### DATA RECORDS

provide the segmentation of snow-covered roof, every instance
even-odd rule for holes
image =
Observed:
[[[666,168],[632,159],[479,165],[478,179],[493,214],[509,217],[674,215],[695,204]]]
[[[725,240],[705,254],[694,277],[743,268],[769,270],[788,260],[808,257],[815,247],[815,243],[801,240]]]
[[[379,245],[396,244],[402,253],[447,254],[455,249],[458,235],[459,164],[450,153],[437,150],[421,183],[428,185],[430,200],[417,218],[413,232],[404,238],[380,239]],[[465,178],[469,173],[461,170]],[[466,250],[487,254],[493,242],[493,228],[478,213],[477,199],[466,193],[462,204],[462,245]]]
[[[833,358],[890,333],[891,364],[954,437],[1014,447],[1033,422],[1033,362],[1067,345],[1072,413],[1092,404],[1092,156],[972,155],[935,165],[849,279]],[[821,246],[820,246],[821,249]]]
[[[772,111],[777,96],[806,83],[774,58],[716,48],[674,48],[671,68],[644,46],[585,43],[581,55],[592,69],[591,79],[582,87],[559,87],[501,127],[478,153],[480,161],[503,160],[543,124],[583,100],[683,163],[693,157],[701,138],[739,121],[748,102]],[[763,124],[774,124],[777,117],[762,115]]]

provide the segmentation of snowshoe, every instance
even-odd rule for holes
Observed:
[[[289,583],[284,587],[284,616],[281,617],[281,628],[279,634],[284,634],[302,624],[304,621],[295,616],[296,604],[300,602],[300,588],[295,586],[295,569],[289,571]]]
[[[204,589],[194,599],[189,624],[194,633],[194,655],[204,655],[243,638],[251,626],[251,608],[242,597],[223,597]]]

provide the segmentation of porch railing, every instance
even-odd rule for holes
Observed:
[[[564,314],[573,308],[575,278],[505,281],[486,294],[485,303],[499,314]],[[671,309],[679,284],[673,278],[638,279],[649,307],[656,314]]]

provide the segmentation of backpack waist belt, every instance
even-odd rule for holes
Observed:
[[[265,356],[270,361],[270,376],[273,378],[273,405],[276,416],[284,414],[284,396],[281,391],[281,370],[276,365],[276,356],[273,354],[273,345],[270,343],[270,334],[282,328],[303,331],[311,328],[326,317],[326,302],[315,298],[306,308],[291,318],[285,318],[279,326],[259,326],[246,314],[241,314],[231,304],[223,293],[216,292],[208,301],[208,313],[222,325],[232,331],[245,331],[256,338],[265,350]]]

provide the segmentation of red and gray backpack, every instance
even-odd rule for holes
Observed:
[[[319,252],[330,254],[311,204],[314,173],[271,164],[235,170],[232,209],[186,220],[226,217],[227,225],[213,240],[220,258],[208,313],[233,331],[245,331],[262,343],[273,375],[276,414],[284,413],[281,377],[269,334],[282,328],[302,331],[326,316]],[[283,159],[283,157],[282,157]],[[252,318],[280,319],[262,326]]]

### EXERCISE REQUIREMENTS
Reproduce the stretch from the line containing "provide the segmentation of backpack" through the end of the records, both ends included, with the request lines kept as well. Multiply every coordinate in the answers by 1.75 and round each to a whole number, with halves rounded up.

### ANSWER BELOW
provide the segmentation of backpack waist belt, every instance
even-odd rule for holes
Observed:
[[[464,623],[473,632],[473,658],[478,662],[478,709],[483,728],[497,725],[497,693],[492,684],[492,648],[483,639],[483,623],[478,620],[478,604],[473,600],[473,585],[494,574],[530,579],[544,574],[571,555],[571,529],[551,522],[536,539],[509,557],[499,557],[488,571],[453,571],[431,550],[422,550],[404,532],[390,513],[378,511],[364,527],[364,548],[389,569],[406,579],[429,579],[448,592],[464,613]]]

provide the segmentation of red and gray backpack, every instance
even-odd rule for holes
Observed:
[[[558,441],[578,445],[544,357],[550,303],[474,287],[411,298],[406,366],[326,385],[396,380],[397,394],[373,420],[385,452],[364,548],[408,579],[429,579],[459,600],[478,656],[483,725],[497,723],[492,660],[471,585],[494,574],[529,579],[571,553]],[[495,278],[495,275],[494,275]],[[441,557],[490,558],[459,571]]]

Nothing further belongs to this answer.